PROBLEM TO WORK ON
Set out the stretch from the start of the material through the line containing "Now the wispy" as a numbered list, one line per item, leaving out blank lines.

===

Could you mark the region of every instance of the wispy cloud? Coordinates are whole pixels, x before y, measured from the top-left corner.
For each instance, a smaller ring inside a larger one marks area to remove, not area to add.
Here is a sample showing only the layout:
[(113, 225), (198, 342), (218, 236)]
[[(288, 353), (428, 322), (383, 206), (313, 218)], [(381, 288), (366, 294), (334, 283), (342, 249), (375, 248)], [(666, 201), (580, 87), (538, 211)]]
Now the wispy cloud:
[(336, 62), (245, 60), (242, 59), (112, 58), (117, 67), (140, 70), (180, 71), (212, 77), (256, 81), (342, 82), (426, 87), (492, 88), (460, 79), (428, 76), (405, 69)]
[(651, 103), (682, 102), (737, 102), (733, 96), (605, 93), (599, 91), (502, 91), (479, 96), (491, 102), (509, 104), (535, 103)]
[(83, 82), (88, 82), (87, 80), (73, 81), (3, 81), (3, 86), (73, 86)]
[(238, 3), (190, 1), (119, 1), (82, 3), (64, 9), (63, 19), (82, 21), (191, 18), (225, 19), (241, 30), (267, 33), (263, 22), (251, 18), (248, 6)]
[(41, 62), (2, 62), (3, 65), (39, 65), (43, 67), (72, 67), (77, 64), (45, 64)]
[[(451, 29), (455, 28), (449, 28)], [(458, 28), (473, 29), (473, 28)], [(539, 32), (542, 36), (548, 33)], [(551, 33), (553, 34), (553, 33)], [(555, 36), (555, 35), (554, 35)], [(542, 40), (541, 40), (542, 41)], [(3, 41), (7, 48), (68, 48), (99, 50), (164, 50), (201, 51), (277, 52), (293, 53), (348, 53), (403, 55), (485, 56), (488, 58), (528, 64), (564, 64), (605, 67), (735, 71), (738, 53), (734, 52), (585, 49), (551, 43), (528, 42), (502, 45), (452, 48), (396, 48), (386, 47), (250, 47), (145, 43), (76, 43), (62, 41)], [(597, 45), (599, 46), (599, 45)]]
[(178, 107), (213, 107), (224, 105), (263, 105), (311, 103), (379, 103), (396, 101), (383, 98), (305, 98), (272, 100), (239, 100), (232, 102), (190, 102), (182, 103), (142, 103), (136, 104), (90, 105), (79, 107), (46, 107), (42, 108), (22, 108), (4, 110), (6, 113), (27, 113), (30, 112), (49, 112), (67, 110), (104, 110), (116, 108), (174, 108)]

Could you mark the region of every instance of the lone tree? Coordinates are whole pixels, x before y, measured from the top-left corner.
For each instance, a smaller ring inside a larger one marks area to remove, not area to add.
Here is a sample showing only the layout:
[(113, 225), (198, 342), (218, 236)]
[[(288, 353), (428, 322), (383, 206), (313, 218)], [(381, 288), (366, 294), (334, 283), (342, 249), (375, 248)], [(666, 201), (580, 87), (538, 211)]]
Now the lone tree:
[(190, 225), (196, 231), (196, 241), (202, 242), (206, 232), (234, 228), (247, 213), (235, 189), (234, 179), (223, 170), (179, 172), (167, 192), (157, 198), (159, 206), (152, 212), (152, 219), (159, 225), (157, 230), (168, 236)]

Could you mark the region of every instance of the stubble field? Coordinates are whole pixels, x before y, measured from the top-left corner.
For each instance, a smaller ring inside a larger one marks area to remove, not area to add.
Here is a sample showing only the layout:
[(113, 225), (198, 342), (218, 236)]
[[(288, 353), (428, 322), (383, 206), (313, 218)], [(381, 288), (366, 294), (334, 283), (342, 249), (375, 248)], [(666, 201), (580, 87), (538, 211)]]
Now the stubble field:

===

ANSWER IN FULL
1. Could you mark the region of every instance of the wispy cloud? Coordinates are whole pixels, x before y, measured from the top-left corner.
2. For each instance, a smaller ring inside a larger one marks area to remove, not area to add.
3. Here is a sample showing only the layout:
4. [(113, 225), (198, 342), (218, 236)]
5. [[(288, 353), (428, 322), (383, 206), (313, 218)], [(381, 288), (366, 294), (334, 283), (342, 249), (375, 248)], [(666, 201), (580, 87), (538, 211)]]
6. Now the wispy cloud:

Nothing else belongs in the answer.